_Testo da esaminare_
<<<<

-

Trentodoc Festival: il vino raccontato dagli scrittori

Confronto tra Massimo Donà, Isabella Bossi Fedrigotti, Alberto Toso Fei e Pietro Bortolotti

TRENTO - Il vino raccontato dagli scrittori, gli scrittori che ispirano le cantine Il vino è un’espressione d’arte e fin dall’antichità lo si beve e lo si celebra nella scrittura. In una corte di Palazzo Roccabruna davvero gremita, Divina Vitale ne ha parlato insieme a Massimo Donà, scrittore, filosofo e musicista jazz, Isabella Bossi Fedrigotti, scrittrice e giornalista; Alberto Toso Fei, scrittore e saggista, e Pietro Bortolotti, produttore di Cantina Salim, nell’ambito del Festival Trentodoc (foto credit Daniele Mosna).

Massimo Donà, nel suo intervento, si sofferma subito su una delle tante citazioni letterarie sul vino proposte da Divina Vitale, ovvero quella di Mario Soldati che afferma che “il vino è vivo e mai uguale a sé stesso”. In effetti, commenta scherzosamente il filosofo, "il vino è un po’ come Trump: imprevedibile". Un elemento per sua natura metamorfico che, come un’opera d’arte, nasce da un progetto ma poi il suo sviluppo e il risultato finale dipendono da una serie di variabili. È inoltre quella sostanza che ci rallegra e, un po’ come lo specchio attraversato da Alice, ci mostra quello che non sappiamo di noi stessi.

Isabella Bossi Fedrigotti racconta la propria infanzia profondamente legata al mondo del vino, in cui il momento della vendemmia influenzava l’umore della famiglia per tutto l’anno. Nelle sue parole si intrecciano le immagini dei carri che portavano l’uva in cantina e il divieto di mangiarla durante la raccolta, impossibile da rispettare.
Una storia di famiglia che racconta con orgoglio, soprattutto quando accenna alla scelta del padre di emigrare in Uruguay dopo che le bombe avevano devastato i vigneti e al suo ritorno per rimettere in piedi l’attività agricola.

>>>>

_Compiti dell'esercizio_
• a. Duplica dall'articolo sul Trentodoc Festival il brano che comincia con le parole "TRENTO - Il" e si ferma dopo "credit Daniele Mosna).".
• b. Secondo l'articolo sul Trentodoc Festival, in quale paese emigrò il padre di Isabella Bossi Fedrigotti dopo che le bombe avevano devastato i vigneti?
• c. Traduci in inglese questa frase dell'articolo sul Trentodoc Festival: "Isabella Bossi Fedrigotti racconta la propria infanzia profondamente legata al mondo del vino, in cui il momento della vendemmia influenzava l'umore della famiglia per tutto l'anno."

[Voci di dati archiviate]
<<<<

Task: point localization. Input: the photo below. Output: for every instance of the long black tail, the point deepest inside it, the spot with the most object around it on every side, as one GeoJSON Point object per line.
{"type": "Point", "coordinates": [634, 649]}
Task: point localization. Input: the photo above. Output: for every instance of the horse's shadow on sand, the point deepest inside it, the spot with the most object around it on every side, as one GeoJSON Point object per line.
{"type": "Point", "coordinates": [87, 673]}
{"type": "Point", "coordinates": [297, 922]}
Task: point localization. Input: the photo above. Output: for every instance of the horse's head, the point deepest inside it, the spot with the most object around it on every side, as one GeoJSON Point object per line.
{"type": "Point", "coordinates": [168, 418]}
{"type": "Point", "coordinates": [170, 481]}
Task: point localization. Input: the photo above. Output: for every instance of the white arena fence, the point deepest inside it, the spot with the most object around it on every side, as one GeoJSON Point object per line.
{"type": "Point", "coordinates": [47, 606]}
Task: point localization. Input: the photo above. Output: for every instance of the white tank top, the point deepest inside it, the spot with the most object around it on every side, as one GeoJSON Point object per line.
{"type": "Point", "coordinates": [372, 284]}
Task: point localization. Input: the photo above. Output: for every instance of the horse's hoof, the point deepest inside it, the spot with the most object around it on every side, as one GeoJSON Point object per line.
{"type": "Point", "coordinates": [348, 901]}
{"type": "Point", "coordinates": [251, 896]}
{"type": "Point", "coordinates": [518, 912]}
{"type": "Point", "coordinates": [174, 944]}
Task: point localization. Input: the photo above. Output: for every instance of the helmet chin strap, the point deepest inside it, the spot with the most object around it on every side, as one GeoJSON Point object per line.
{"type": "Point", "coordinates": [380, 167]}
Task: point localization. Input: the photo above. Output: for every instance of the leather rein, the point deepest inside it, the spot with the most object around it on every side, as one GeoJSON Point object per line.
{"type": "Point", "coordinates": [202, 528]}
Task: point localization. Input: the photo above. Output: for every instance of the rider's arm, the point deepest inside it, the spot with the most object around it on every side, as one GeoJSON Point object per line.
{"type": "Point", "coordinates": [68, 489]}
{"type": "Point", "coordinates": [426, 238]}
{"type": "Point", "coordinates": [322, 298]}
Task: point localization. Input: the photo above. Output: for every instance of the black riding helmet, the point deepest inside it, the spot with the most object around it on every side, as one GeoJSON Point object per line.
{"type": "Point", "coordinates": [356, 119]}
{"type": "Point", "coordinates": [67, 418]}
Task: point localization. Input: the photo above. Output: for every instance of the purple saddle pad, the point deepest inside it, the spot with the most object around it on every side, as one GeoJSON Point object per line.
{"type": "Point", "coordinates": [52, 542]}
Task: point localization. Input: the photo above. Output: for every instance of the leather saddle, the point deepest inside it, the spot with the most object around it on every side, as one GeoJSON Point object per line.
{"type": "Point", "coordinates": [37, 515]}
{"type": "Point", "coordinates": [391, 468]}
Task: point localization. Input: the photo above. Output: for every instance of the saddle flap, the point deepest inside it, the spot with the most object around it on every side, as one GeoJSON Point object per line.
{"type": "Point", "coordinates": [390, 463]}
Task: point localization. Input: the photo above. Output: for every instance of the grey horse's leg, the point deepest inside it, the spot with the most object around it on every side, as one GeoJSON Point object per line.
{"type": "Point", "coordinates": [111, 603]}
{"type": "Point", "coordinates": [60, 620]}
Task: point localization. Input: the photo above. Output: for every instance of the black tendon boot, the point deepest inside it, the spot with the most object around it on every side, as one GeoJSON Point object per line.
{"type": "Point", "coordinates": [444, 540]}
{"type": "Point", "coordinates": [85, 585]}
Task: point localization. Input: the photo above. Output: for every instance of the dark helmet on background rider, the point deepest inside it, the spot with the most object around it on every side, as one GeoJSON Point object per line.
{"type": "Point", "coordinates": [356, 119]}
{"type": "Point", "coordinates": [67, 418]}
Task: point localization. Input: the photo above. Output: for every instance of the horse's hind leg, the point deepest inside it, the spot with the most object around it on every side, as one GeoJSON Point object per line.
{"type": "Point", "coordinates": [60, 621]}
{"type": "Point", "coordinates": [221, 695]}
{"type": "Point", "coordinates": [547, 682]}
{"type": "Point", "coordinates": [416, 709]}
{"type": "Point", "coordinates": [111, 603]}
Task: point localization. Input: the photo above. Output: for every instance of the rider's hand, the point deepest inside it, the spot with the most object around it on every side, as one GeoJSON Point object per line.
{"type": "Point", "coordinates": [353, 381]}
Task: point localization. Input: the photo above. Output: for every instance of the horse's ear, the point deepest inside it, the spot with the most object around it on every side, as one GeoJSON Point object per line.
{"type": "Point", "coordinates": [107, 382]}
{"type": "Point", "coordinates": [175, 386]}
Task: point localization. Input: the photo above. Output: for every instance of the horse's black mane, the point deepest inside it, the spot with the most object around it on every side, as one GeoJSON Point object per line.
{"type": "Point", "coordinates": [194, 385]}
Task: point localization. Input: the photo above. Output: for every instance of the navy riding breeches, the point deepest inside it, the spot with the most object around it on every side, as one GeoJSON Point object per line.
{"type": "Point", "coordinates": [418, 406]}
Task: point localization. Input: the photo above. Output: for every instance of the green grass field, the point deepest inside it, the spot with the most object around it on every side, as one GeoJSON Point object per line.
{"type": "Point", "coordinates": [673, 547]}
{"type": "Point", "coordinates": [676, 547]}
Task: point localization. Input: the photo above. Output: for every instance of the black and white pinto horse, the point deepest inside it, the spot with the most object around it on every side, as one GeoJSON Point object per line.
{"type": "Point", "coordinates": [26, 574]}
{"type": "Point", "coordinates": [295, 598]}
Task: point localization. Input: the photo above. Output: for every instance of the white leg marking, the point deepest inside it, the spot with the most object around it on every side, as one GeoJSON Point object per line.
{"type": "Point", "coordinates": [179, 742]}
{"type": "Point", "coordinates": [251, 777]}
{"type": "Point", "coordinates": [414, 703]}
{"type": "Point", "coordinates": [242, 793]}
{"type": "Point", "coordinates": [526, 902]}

>>>>

_Risultati dell'esercizio_
• a.
TRENTO - Il vino raccontato dagli scrittori, gli scrittori che ispirano le cantine Il vino è un’espressione d’arte e fin dall’antichità lo si beve e lo si celebra nella scrittura. In una corte di Palazzo Roccabruna davvero gremita, Divina Vitale ne ha parlato insieme a Massimo Donà, scrittore, filosofo e musicista jazz, Isabella Bossi Fedrigotti, scrittrice e giornalista; Alberto Toso Fei, scrittore e saggista, e Pietro Bortolotti, produttore di Cantina Salim, nell’ambito del Festival Trentodoc (foto credit Daniele Mosna).

• b. In Uruguay.

• c. Isabella Bossi Fedrigotti talks about her childhood, deeply tied to the world of wine, in which the time of the grape harvest affected the family's mood for the whole year.